• **WHAT YOU SHOULD DO**
From the line with "Target: white curtain" to the line with "Target: green leaf", retype every line exactly, including those two, and leave out the rest of the data below.

• **GIVEN RECORDS**
────────

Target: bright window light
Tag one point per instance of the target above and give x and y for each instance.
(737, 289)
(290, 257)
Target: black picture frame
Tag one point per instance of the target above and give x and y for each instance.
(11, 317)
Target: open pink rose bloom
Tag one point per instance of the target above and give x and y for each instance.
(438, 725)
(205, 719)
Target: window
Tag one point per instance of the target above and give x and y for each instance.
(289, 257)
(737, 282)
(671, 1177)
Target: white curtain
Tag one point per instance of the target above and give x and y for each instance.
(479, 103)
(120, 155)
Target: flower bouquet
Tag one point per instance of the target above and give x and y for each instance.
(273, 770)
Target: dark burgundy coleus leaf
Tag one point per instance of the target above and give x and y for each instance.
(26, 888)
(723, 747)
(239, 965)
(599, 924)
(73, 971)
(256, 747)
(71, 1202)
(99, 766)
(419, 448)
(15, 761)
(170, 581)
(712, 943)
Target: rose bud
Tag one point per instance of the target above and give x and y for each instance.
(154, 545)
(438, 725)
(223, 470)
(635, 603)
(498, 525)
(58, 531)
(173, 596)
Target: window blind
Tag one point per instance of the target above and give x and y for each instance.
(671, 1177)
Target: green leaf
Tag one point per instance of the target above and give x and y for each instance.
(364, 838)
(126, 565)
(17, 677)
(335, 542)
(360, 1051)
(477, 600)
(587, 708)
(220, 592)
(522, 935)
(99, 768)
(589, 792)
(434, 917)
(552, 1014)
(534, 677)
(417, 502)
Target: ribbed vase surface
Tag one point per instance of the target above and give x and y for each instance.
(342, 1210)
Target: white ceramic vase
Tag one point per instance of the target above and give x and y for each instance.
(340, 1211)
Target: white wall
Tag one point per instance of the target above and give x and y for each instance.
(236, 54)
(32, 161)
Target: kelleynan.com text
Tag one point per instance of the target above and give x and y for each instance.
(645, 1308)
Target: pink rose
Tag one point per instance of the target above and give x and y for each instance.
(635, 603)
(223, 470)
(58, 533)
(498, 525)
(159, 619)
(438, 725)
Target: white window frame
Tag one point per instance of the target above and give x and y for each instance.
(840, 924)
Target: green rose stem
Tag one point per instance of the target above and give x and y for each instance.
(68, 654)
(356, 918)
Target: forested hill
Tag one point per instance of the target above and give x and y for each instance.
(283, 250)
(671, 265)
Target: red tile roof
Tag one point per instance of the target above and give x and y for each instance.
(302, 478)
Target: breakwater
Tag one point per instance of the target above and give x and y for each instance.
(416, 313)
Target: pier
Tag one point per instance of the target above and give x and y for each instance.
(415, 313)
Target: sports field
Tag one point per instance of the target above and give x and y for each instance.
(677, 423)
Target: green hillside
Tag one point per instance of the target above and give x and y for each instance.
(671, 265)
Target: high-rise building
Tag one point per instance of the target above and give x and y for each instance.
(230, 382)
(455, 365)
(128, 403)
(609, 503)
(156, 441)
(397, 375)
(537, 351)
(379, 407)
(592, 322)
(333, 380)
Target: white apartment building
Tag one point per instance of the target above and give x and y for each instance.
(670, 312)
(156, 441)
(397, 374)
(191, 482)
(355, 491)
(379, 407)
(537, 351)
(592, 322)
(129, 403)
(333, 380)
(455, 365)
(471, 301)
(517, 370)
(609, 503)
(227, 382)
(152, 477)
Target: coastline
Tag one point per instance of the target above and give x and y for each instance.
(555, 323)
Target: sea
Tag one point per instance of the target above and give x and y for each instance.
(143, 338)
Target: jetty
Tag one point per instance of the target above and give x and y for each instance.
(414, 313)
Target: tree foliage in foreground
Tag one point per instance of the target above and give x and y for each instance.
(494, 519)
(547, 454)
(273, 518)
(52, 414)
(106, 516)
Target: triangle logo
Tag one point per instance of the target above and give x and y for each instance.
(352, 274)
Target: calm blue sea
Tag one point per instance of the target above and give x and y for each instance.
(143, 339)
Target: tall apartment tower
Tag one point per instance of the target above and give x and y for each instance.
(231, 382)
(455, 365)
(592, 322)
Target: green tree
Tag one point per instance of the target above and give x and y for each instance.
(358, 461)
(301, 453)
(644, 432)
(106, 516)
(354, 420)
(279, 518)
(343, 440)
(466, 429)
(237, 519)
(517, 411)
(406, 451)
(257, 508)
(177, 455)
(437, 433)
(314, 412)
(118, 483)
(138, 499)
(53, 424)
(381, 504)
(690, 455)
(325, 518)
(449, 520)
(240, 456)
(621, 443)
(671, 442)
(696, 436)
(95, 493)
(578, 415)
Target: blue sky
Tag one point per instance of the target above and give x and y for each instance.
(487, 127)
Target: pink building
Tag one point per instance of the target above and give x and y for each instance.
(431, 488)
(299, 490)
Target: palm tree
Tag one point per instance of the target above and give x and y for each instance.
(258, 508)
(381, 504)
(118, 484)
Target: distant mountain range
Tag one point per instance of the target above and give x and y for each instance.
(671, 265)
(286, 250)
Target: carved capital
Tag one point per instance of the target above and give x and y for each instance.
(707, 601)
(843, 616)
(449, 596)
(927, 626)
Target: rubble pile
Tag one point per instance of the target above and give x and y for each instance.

────────

• **EXERCISE OUTPUT**
Target: white curtain
Tag one point per instance of the target above and give x and y for each instance.
(479, 103)
(120, 155)
Target: flower bouquet
Tag one point per instance of the target above and give x and y for each instance.
(273, 770)
Target: dark burgundy coleus leaf
Tag one point per instance of the target above and give x and y for each instance.
(26, 888)
(723, 747)
(239, 965)
(599, 924)
(73, 971)
(256, 747)
(71, 1202)
(99, 766)
(419, 448)
(15, 761)
(170, 581)
(712, 943)
Target: rose bud
Tag one point per instance of the target above and give x and y for each instance.
(154, 545)
(438, 725)
(223, 470)
(635, 603)
(498, 525)
(58, 531)
(173, 596)
Target: window blind
Tag one point per instance of the target above and give x and y for each instance.
(671, 1177)
Target: green leaf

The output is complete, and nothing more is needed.